Reproduce the listing below from the line with "Target: <item>calm water surface</item>" through the line with "[[[119,97],[119,91],[93,91],[93,95],[95,98]]]", keeping every character unchanged.
========================================================================
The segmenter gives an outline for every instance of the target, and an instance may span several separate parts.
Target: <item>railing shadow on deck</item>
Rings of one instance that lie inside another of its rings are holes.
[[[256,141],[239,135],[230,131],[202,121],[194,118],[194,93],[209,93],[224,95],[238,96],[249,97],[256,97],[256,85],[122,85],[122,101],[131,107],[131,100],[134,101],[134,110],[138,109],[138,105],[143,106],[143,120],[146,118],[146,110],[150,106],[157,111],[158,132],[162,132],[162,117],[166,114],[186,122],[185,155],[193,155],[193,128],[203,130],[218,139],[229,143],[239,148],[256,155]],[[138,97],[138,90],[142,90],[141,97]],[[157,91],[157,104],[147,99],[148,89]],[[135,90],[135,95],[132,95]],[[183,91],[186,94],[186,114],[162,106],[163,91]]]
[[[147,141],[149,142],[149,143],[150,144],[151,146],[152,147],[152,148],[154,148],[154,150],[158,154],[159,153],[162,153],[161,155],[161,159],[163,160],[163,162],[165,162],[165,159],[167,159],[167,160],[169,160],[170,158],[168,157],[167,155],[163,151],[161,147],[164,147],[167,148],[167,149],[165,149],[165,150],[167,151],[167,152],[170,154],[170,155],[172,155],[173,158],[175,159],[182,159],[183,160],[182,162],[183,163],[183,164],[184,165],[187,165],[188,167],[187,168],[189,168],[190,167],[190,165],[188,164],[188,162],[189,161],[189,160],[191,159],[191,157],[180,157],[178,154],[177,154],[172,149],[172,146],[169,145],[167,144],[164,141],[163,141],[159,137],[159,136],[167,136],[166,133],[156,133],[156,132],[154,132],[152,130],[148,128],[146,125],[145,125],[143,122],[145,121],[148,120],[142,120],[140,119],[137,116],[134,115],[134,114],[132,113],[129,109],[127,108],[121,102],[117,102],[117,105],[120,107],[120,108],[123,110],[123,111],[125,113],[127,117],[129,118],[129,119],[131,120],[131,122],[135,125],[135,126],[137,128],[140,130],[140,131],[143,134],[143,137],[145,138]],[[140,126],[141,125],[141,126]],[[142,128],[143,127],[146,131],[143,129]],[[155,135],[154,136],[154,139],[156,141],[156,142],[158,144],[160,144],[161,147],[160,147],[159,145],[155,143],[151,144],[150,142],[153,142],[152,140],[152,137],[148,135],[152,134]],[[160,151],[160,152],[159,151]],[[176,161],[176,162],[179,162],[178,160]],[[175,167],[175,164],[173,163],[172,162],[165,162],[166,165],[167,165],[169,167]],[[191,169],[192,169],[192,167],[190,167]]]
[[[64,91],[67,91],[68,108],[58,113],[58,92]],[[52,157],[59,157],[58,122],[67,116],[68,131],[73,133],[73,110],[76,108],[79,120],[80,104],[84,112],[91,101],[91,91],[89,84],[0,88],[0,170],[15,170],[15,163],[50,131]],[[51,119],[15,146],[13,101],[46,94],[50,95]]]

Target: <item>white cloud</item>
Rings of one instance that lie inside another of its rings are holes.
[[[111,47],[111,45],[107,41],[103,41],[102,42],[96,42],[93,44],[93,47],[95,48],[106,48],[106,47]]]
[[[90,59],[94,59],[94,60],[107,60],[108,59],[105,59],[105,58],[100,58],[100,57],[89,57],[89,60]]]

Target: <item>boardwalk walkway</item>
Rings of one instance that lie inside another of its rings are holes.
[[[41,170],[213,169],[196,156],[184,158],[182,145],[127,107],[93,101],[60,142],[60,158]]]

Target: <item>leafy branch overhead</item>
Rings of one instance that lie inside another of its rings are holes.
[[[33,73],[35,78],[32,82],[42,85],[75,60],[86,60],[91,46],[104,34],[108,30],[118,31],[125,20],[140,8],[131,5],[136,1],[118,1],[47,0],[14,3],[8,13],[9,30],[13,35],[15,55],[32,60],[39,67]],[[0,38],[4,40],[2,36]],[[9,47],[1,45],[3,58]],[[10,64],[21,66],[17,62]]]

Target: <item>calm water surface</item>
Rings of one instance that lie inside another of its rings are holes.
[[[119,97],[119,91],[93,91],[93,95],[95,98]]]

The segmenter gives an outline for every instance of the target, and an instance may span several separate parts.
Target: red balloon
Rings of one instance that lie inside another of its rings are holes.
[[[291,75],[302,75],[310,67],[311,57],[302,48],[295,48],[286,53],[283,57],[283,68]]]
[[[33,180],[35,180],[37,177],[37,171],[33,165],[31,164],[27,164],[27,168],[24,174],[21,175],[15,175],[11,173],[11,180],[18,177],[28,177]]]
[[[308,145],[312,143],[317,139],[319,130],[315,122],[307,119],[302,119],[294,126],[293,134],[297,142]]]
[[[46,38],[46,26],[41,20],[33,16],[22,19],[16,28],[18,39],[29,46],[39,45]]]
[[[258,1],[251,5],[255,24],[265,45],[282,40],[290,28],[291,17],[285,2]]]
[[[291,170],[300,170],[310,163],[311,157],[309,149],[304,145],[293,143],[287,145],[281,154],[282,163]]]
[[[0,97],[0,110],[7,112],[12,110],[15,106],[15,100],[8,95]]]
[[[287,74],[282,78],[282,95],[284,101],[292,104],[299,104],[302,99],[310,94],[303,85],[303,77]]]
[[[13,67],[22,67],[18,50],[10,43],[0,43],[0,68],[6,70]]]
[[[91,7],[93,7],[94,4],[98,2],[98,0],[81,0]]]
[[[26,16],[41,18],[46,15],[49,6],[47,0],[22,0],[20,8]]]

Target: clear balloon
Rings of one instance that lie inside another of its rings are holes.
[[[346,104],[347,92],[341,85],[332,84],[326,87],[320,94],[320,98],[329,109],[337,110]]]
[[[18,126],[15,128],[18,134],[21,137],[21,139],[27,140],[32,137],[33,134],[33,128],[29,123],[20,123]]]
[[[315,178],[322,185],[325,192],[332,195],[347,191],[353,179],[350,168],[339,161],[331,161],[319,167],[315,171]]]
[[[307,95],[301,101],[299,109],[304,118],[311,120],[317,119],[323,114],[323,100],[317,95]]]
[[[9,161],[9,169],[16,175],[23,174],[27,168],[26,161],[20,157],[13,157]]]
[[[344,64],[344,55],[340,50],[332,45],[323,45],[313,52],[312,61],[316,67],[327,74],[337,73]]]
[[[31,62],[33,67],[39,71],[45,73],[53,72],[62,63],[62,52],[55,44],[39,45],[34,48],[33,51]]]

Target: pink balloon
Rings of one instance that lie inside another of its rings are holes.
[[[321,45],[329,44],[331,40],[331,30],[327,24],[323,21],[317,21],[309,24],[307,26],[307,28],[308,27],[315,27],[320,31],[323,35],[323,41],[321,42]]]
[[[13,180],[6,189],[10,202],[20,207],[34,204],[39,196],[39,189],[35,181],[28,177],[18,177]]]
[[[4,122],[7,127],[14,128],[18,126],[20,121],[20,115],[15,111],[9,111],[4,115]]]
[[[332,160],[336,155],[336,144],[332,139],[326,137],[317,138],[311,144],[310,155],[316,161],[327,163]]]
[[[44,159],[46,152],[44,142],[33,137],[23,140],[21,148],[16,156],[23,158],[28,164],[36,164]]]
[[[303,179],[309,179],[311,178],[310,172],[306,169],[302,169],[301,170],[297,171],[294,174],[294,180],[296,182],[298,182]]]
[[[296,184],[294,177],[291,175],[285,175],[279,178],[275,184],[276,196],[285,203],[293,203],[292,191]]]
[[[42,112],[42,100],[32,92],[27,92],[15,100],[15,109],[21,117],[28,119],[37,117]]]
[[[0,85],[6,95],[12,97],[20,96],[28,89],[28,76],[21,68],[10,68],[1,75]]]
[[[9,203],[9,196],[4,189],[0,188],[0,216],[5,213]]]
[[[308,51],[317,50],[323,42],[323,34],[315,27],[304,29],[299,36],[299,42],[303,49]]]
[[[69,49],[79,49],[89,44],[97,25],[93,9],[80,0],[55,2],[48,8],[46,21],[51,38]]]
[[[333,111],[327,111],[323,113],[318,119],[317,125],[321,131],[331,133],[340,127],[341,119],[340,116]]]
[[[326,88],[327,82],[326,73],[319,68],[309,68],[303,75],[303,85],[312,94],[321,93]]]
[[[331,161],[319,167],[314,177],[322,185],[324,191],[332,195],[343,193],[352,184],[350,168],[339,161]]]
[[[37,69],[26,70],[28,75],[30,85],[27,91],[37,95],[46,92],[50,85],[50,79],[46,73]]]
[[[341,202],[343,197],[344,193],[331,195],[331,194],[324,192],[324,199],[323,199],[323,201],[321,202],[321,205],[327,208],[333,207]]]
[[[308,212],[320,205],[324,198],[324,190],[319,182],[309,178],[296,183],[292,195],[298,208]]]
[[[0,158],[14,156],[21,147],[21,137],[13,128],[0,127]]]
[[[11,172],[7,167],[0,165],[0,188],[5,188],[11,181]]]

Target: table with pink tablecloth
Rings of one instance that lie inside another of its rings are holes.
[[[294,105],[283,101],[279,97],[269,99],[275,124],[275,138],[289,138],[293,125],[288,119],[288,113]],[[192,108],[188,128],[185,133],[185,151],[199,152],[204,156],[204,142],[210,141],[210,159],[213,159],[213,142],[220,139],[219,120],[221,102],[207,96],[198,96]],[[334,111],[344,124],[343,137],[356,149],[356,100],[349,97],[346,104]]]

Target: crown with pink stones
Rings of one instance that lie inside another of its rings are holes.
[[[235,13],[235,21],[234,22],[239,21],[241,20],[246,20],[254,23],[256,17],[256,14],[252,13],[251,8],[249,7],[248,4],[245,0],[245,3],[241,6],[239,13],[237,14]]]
========================================================================
**Output below**
Target: <item>calm water surface</item>
Rings of one instance that lie inside another of its rings are holes.
[[[119,97],[119,91],[93,91],[93,95],[95,98]]]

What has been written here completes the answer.